#### Extracted data
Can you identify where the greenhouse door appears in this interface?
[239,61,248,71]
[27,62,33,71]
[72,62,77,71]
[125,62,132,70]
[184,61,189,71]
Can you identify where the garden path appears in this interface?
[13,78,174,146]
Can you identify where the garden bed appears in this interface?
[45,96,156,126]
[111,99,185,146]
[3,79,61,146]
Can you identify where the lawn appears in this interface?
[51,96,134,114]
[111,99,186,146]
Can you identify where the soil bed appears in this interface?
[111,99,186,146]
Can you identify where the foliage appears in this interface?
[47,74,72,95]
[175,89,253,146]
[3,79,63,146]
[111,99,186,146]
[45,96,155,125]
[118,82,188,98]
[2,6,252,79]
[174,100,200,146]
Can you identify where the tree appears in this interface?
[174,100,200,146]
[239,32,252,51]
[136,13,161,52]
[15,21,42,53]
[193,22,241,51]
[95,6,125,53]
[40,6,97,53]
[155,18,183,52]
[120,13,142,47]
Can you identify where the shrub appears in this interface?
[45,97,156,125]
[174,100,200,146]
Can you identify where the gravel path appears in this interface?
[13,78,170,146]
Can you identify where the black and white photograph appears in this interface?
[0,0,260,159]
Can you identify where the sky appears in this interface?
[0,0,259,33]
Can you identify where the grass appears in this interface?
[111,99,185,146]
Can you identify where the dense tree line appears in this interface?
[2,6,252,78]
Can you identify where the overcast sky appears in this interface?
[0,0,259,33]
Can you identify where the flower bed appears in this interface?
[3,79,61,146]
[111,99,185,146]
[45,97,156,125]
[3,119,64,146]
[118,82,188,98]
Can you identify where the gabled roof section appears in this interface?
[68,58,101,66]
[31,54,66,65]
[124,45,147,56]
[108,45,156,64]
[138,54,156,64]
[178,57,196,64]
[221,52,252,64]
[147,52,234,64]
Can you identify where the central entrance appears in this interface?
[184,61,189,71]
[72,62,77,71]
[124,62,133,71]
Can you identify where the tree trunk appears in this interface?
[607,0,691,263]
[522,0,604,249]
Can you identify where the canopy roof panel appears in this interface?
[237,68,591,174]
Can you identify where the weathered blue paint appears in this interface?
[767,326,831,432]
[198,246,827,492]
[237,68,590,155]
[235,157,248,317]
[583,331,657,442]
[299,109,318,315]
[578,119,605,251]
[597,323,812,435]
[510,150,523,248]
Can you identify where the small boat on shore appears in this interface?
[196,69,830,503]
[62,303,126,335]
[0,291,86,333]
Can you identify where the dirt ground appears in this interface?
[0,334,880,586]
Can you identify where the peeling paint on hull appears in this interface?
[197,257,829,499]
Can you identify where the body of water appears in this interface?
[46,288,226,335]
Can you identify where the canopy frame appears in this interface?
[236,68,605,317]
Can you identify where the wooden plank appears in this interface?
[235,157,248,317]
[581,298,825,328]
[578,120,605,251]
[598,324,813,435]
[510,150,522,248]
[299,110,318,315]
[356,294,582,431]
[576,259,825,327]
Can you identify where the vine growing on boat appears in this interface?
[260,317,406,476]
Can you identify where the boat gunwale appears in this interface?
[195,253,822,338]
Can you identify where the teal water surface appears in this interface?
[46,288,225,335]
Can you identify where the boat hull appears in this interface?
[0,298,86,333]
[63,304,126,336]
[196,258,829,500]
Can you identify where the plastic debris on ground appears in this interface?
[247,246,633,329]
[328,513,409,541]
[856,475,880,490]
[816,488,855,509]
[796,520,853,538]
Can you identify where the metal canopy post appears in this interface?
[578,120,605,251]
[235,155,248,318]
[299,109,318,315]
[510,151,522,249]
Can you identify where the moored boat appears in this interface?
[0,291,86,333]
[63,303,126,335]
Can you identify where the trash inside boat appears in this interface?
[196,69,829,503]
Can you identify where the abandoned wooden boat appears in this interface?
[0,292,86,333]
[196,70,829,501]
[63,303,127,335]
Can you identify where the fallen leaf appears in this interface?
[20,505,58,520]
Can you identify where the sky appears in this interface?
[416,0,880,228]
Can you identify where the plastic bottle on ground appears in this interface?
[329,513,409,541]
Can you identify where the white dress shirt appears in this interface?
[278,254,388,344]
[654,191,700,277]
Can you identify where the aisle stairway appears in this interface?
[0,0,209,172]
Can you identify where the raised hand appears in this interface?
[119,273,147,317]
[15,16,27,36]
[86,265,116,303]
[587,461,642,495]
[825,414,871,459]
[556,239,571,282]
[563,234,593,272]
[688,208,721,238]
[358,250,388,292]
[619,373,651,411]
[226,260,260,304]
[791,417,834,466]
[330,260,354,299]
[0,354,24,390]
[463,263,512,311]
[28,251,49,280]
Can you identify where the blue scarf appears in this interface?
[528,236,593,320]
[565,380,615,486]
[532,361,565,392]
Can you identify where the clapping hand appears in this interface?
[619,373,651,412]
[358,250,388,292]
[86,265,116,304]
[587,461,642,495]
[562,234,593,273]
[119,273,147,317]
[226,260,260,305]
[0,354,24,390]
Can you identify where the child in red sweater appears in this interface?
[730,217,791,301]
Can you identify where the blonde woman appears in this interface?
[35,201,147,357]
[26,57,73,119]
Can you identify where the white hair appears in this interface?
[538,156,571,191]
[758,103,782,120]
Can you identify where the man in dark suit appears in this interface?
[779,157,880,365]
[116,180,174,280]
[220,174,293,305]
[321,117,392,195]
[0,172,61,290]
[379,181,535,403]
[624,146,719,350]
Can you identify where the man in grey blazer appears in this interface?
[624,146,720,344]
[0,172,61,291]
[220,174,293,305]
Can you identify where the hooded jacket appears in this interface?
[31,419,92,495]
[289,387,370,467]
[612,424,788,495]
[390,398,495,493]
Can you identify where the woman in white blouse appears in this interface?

#### Task to carry out
Rewrite every one of the entries with "interface" swapped for "layout", keeping everything else identical.

#### Task solution
Can you identify where the greenhouse door appears in this layout?
[239,61,248,71]
[27,62,33,71]
[72,62,77,71]
[125,62,132,70]
[184,61,189,71]
Can you identify where the garden path appears in this layout?
[13,78,174,146]
Can you identify where the garden bed appears in this layout?
[45,96,156,126]
[111,99,185,146]
[3,79,61,146]
Can you identify where the lawn appears in this layout?
[51,96,134,114]
[111,99,186,146]
Can you identify where the soil bed appears in this layout?
[111,99,186,146]
Can you identify where the foliage appears in this layout?
[47,74,72,95]
[175,89,253,146]
[3,79,63,146]
[111,99,186,146]
[45,96,155,125]
[118,82,188,98]
[2,6,252,79]
[174,100,200,146]
Can you identify where the tree appears in this layout?
[174,100,200,146]
[239,32,252,51]
[136,13,161,52]
[15,21,42,53]
[193,22,241,51]
[95,6,125,53]
[40,6,97,53]
[155,18,183,52]
[120,13,142,47]
Can you identify where the shrub appears in this layout?
[45,97,156,125]
[174,100,200,146]
Can you identify where the gravel path appears in this layout?
[13,78,170,146]
Can you identify where the black and white photograph appears in this layout?
[0,0,260,159]
Can you identify where the sky appears in this layout?
[0,0,259,33]
Can you identify where the grass appears in this layout?
[111,99,185,146]
Can you identify where the dense tree line appears in this layout?
[2,6,252,78]
Can you identify where the overcast sky appears in this layout?
[0,0,259,33]
Can you identify where the flower bed appears in this layout?
[3,79,61,146]
[111,99,185,146]
[45,97,156,125]
[3,119,64,146]
[118,82,188,98]
Can you identify where the gabled roof section appears in this layout?
[68,58,101,66]
[31,54,66,65]
[124,45,147,56]
[108,45,156,64]
[138,54,156,64]
[178,57,196,64]
[221,52,252,64]
[147,52,234,64]
Can you identify where the central entrance appears in this layout?
[184,61,189,71]
[72,62,77,71]
[124,62,133,71]
Can you identify where the tree trunk appears in this layout?
[607,0,691,263]
[522,0,604,249]
Can you identify where the canopy roof panel appears in this layout?
[237,68,591,174]
Can you identify where the weathered blue paint appears in this layout?
[767,326,831,432]
[198,246,827,492]
[237,68,590,155]
[235,157,248,317]
[583,331,657,442]
[299,109,318,315]
[578,119,605,251]
[597,323,812,435]
[510,150,523,248]
Can you identify where the small boat on shore appears in this layout?
[196,69,830,503]
[62,303,126,335]
[0,291,86,333]
Can you identify where the dirt ground appears in this layout?
[0,334,880,586]
Can you identify where the peeling paint on hull appears in this layout?
[197,257,829,499]
Can you identify where the body of water appears in this layout?
[46,288,226,335]
Can you identify where the canopy frame appears in this layout?
[236,68,605,317]
Can you identify where the wooden plank appears in this layout?
[235,157,248,317]
[581,298,825,328]
[578,120,605,251]
[598,324,813,435]
[510,150,522,248]
[299,110,318,315]
[356,294,582,431]
[576,259,825,327]
Can you identify where the vine growing on boat appears in this layout?
[260,317,406,476]
Can you identify where the boat gunwale appears in this layout?
[195,253,822,338]
Can you identify where the teal water surface appears in this layout?
[46,288,225,335]
Can you identify where the boat hull appears in this layout?
[0,298,86,333]
[63,304,126,336]
[196,258,829,500]
Can you identify where the plastic debris on ground appears in this layout?
[247,246,633,329]
[328,513,409,541]
[856,475,880,490]
[816,488,855,509]
[796,520,853,538]
Can you identify where the metal canopy post appears in this layout?
[578,120,605,251]
[235,155,248,318]
[299,109,318,315]
[510,151,522,249]
Can you identify where the moored boat appears in this layout?
[0,291,86,333]
[63,303,126,335]
Can you identify where the trash inside boat appears in this layout?
[196,69,829,503]
Can you identify where the abandoned wooden boat appears in this layout?
[0,292,86,333]
[196,70,829,501]
[63,303,127,335]
Can you identify where the fallen leaf appears in this layout?
[20,505,58,520]
Can you identify where the sky appears in this layout?
[416,0,880,228]
Can you identify where the plastic bottle on ground appears in this layout?
[329,513,409,541]
Can you identify where the white dress shirt appears in this layout?
[278,254,388,344]
[654,191,700,277]
Can you identify where the aisle stairway appears in this layout?
[0,0,209,172]
Can you identify where the raised hand appears in this layout?
[119,273,147,317]
[15,16,27,36]
[86,265,116,303]
[587,461,642,495]
[825,414,871,459]
[556,239,571,282]
[563,234,593,272]
[688,208,721,238]
[358,250,388,292]
[619,373,651,411]
[226,260,260,304]
[791,417,834,466]
[330,260,354,299]
[0,354,24,390]
[463,263,512,311]
[28,251,49,280]
Can you identify where the blue scarf appears in this layout?
[528,236,593,320]
[565,380,615,486]
[532,361,565,392]
Can you identify where the clapping hand appears in this layout?
[619,373,651,412]
[358,250,388,292]
[86,265,116,304]
[587,461,642,495]
[562,234,593,273]
[119,273,147,317]
[226,260,260,305]
[0,354,24,390]
Can you identify where the child in red sweater appears in this layout?
[730,217,791,301]
Can you identify where the blonde woman appears in this layout?
[35,201,147,357]
[26,57,73,119]
Can you identify where the white hair appears in this layout?
[538,156,571,191]
[758,103,782,120]
Can you identify where the man in dark suit appears in this layout?
[779,157,880,365]
[116,180,174,280]
[220,174,293,305]
[321,117,392,195]
[0,172,61,290]
[379,181,535,403]
[624,146,719,350]
Can you identify where the man in grey blazer appears in this layout?
[624,146,720,344]
[0,172,61,291]
[220,174,293,305]
Can you identify where the hooded jacket appears in this layout?
[31,419,92,495]
[289,387,370,467]
[612,424,788,495]
[390,398,495,493]
Can you identify where the woman in white blouse appears in this layout?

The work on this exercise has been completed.